EXTRACTED TEXT:

Nautilus is a marine cephalopod genus in the mollusk family Nautilidae. Species in this genus differ significantly, morphologically, from the two nautilus species in the adjacent sister-taxon Allonautilus. The oldest fossils of the genus are known from the Late Eocene Hoko River Formation, in Washington State and from Late-Eocene to Early Oligocene sediments in Kazakhstan. The oldest fossils of the modern species Nautilus pompilius are from Early Pleistocene sediments off the coast of Luzon in the Philippines.

The commonly used term 'nautilus' usually refers to any of the surviving members of Nautilidae, and more specifically to the Nautilus pompilius species. The entire family of Nautilidae, including all species in the genera Nautilus and Allonautilus, is listed on Appendix II of the Convention on International Trade in Endangered Species of Wild Fauna and Flora (CITES).

Various authors claim that the genus consists of between four and seven extant species; this remains the subject of debate. Nautiloids are typically found in shallow ocean waters in tropical seas, mainly within the Indo-Pacific, from the Coral Triangle and Strait of Malacca to the open water South Pacific islands. The genus Nautilus includes several species represented in the fossil record; however, these have also been contentious in their placement, and some are only provisionally accepted.

== Classification ==
The classification of species within Nautilus has been contentious for decades, and the genus has been reconfigured and redefined several times throughout its history. Nautilus is the type genus of the family Nautilidae, originally defined as any coiled-shell species with simple sutures, or walls, between shell compartments. Any shells with complex sutures were assigned to the genus Ammonites. This definition persisted for nearly 200 years, from the time of the genera's 1758 inception by Carl Linnaeus to 1949, when paleobiologist Arthur K. Miller provided a detailed description of the shell of N. pompilius, becoming the type species of the genus. In 1951, he determined that only extant species of Nautilus should be placed in the genus, despite many fossil species having already been assigned to it.

In the years following this conclusion, fossil species were still sometimes assigned to the genus; however, many other authors insisted that these be excluded. In 2021, a review of the evidence concluded that the recognition of exclusively-fossil genera was largely arbitrary, instead recognising numerous extinct species within the genus Nautilus.

DATA SECTION:
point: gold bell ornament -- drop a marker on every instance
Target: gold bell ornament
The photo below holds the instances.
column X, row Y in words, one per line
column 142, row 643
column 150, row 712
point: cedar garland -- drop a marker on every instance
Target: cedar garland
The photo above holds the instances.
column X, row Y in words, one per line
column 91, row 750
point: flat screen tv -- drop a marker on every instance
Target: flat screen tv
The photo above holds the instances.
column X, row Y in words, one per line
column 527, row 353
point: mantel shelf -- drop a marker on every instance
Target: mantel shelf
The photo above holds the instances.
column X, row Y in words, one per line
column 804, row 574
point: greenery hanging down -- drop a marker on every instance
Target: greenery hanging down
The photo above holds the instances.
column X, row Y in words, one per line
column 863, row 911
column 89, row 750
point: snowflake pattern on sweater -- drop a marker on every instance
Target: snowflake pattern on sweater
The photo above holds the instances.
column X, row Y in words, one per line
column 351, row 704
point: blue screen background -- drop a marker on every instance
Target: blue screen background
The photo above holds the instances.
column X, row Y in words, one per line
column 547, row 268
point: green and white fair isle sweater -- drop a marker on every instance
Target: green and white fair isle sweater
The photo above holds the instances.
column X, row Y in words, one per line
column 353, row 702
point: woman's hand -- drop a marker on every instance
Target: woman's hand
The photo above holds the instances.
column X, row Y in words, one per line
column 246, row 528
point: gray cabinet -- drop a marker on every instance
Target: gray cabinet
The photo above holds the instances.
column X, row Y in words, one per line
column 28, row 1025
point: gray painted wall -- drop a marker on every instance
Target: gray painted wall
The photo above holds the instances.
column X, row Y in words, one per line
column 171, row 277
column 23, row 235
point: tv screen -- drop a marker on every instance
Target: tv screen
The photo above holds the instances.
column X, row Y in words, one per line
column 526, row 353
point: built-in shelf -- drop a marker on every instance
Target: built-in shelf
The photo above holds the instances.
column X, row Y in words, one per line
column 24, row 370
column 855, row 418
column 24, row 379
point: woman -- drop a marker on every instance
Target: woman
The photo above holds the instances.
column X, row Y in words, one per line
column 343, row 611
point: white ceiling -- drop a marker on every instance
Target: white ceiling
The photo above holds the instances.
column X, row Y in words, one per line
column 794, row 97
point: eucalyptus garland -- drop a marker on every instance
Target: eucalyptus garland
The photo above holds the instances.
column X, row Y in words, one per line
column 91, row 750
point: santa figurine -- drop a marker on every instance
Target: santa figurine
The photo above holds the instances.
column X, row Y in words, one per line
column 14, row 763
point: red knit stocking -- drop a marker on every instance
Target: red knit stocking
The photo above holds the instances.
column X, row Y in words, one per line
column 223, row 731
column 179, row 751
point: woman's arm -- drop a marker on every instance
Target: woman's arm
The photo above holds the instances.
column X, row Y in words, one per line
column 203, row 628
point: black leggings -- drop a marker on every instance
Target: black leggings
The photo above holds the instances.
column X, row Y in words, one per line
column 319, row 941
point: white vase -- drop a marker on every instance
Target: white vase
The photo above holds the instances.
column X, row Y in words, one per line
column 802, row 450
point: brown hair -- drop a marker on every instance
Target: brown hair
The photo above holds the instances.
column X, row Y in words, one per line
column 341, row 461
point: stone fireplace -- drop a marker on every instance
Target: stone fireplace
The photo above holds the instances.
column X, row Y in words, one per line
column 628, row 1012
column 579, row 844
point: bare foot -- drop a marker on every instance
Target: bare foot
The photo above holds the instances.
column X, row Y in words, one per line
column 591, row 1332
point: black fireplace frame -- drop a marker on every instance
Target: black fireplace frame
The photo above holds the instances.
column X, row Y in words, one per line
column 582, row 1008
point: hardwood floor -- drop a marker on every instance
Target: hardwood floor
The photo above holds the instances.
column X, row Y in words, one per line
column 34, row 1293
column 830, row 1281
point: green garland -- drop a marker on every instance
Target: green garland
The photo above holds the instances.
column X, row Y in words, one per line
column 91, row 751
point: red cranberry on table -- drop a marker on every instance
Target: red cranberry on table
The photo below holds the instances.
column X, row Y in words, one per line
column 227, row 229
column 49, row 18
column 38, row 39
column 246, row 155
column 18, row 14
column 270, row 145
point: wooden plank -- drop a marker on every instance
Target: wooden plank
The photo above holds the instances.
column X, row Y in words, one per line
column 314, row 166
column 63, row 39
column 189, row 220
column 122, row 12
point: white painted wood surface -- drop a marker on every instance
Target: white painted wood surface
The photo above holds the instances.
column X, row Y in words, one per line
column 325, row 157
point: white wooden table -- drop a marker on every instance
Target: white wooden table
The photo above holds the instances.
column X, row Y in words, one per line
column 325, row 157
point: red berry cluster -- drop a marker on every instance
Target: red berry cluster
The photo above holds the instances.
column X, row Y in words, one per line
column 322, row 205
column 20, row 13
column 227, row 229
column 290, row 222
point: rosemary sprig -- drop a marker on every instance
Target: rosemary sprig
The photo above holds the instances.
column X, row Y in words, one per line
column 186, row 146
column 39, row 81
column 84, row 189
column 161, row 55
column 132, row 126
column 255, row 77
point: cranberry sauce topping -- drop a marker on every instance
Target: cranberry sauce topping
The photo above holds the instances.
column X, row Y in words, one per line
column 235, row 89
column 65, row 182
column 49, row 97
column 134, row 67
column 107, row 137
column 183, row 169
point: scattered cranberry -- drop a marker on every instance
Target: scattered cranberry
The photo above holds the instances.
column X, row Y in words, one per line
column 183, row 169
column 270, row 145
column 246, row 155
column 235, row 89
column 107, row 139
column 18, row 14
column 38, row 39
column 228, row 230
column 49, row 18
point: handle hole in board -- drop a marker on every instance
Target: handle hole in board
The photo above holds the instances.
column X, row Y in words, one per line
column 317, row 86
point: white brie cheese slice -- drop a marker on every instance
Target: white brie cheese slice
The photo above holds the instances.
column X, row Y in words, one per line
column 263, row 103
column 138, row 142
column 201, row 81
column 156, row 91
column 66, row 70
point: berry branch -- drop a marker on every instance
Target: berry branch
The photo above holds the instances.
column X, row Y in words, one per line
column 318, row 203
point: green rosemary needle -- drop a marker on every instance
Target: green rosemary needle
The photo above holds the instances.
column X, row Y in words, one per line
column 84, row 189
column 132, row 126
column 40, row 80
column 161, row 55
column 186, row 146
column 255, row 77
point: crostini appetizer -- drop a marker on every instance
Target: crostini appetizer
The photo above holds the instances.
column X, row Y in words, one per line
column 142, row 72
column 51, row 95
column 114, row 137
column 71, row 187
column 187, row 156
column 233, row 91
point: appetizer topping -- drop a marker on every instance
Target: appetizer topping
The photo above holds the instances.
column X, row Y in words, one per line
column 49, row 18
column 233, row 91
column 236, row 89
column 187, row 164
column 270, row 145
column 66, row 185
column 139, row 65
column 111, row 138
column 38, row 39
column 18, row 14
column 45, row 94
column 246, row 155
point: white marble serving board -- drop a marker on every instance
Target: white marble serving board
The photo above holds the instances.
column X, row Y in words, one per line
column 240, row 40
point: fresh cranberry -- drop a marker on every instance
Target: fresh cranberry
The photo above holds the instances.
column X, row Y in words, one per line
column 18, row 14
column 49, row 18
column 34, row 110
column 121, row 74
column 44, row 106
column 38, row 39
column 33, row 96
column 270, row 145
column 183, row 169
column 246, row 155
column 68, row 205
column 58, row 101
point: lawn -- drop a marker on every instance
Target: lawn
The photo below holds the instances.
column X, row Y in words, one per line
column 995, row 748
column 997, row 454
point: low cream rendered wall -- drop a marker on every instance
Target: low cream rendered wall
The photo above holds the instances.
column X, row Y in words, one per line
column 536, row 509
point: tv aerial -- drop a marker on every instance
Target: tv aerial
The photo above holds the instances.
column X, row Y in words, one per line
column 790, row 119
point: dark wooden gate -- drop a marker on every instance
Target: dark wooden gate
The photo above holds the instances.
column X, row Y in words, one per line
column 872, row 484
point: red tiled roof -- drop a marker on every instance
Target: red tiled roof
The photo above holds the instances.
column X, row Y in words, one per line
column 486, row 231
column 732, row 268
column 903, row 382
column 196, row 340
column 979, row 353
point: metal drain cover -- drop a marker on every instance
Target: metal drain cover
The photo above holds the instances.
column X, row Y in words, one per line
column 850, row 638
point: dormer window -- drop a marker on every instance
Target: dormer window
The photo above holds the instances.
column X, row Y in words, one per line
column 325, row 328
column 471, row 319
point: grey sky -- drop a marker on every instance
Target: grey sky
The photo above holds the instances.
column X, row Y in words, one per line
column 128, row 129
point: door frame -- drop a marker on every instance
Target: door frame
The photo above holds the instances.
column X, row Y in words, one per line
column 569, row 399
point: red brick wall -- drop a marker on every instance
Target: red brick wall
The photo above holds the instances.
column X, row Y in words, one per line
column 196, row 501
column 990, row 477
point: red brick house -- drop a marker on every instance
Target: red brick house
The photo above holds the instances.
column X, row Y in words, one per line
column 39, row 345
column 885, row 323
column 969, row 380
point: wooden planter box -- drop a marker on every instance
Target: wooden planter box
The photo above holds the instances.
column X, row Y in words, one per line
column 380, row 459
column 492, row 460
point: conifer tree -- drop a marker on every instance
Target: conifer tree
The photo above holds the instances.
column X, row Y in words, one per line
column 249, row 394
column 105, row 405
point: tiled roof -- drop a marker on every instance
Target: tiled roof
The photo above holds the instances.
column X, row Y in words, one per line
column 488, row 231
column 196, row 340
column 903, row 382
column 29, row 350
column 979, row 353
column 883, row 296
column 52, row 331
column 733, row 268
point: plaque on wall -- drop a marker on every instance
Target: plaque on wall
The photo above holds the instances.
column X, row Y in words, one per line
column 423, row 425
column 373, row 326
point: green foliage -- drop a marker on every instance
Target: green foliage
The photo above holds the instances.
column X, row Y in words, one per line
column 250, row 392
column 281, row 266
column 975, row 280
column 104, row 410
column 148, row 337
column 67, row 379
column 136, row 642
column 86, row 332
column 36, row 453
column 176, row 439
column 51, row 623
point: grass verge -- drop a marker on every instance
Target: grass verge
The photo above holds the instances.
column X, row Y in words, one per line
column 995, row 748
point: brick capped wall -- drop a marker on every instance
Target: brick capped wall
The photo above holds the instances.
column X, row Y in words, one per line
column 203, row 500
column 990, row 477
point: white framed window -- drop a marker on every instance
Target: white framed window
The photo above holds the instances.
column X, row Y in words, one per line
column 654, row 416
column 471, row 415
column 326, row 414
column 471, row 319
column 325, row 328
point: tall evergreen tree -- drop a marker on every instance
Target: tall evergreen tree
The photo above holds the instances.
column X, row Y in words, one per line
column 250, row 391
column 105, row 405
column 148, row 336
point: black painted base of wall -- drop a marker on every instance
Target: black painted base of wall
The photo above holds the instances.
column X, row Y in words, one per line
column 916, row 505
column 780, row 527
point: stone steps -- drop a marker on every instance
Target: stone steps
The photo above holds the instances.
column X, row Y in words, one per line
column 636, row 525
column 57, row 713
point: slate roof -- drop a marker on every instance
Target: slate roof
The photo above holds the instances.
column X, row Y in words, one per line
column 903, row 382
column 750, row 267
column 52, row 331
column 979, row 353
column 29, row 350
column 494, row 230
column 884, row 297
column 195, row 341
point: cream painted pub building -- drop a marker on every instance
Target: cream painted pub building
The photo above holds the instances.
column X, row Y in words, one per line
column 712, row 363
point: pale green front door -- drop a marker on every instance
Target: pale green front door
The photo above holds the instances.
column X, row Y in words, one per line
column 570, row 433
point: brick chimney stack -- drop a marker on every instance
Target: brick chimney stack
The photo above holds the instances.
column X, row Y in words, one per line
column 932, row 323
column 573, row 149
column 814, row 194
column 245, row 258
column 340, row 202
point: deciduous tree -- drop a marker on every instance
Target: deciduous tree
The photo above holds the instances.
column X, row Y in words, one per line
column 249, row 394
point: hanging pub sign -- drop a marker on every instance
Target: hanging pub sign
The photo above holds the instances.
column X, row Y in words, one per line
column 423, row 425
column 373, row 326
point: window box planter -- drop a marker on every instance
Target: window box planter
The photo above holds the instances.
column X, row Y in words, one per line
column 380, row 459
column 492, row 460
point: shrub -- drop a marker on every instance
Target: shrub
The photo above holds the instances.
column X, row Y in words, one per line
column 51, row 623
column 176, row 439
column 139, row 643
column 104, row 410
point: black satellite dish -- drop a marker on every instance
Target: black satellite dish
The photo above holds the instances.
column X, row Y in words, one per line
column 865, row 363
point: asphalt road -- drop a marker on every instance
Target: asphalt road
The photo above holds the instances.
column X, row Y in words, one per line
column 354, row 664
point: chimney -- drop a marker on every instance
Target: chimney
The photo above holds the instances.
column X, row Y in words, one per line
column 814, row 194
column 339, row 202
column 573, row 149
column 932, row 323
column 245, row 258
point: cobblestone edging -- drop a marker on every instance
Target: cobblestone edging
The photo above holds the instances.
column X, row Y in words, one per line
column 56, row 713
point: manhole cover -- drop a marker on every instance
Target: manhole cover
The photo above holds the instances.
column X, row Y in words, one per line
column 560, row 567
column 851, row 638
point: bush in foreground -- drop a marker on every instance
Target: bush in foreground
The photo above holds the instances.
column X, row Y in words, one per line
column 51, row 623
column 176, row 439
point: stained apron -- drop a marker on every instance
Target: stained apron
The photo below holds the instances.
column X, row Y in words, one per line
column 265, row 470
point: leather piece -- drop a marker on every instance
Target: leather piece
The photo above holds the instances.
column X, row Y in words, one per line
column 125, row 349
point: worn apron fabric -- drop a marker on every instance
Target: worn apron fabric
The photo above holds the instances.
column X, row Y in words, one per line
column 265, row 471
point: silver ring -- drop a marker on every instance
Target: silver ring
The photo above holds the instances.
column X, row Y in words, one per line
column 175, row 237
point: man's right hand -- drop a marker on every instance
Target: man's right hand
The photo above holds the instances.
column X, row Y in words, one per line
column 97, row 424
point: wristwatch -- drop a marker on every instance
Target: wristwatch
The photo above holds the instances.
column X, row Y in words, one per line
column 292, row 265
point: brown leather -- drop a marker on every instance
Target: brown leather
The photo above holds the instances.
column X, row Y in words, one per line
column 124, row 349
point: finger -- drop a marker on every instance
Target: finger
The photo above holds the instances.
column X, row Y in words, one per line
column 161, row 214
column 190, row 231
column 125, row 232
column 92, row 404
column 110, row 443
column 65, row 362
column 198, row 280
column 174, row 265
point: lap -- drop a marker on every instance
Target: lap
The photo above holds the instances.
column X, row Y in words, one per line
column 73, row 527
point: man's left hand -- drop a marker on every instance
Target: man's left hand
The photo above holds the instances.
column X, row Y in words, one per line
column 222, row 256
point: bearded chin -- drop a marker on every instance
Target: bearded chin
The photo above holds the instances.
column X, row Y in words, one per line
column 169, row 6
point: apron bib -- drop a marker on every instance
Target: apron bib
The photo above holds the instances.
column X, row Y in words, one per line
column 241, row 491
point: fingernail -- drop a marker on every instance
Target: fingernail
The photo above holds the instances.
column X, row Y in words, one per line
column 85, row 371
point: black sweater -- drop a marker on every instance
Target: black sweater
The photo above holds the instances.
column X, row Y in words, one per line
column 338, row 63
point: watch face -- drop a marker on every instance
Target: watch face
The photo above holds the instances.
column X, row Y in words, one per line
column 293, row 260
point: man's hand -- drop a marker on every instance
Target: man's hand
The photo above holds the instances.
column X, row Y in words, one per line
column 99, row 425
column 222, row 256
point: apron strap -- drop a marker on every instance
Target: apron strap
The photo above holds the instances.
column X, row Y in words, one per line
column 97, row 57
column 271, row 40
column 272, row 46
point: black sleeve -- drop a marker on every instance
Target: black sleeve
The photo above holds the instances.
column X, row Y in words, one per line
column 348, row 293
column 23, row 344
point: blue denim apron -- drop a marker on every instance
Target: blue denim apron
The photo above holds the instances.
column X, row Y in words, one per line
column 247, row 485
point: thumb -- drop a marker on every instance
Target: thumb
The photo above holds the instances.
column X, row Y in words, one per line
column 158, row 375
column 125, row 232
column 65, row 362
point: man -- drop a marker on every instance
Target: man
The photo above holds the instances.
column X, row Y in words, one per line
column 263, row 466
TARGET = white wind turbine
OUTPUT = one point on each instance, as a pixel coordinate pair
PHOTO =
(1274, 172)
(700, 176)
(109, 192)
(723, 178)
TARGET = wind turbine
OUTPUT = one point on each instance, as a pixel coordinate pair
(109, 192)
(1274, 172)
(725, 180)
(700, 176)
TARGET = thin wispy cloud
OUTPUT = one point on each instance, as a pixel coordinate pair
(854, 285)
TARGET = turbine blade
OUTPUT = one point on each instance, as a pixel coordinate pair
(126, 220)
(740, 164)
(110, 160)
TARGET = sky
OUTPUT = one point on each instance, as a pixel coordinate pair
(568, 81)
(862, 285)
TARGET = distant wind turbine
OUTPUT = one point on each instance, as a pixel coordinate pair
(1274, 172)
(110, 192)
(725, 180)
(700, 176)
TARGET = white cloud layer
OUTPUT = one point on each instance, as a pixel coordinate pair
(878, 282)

WHAT THIS TASK INVOLVES:
In the text on Nautilus, condense the paragraph beginning "The classification of species within Nautilus" into a bulleted list that keeps its main facts.

TASK ANSWER:
- The classification of species within Nautilus has been contentious for decades, and the genus has been redefined several times.
- Nautilus is the type genus of the family Nautilidae. The family was originally defined as coiled-shell species with simple sutures between shell compartments.
- Shells with complex sutures were assigned to Ammonites.
- This definition lasted nearly 200 years, from Carl Linnaeus's creation of the genus in 1758 until 1949.
- In 1949, Arthur K. Miller described the shell of N. pompilius in detail, and it became the type species.
- In 1951, Miller ruled that only extant species belong in Nautilus, although many fossil species had already been placed there.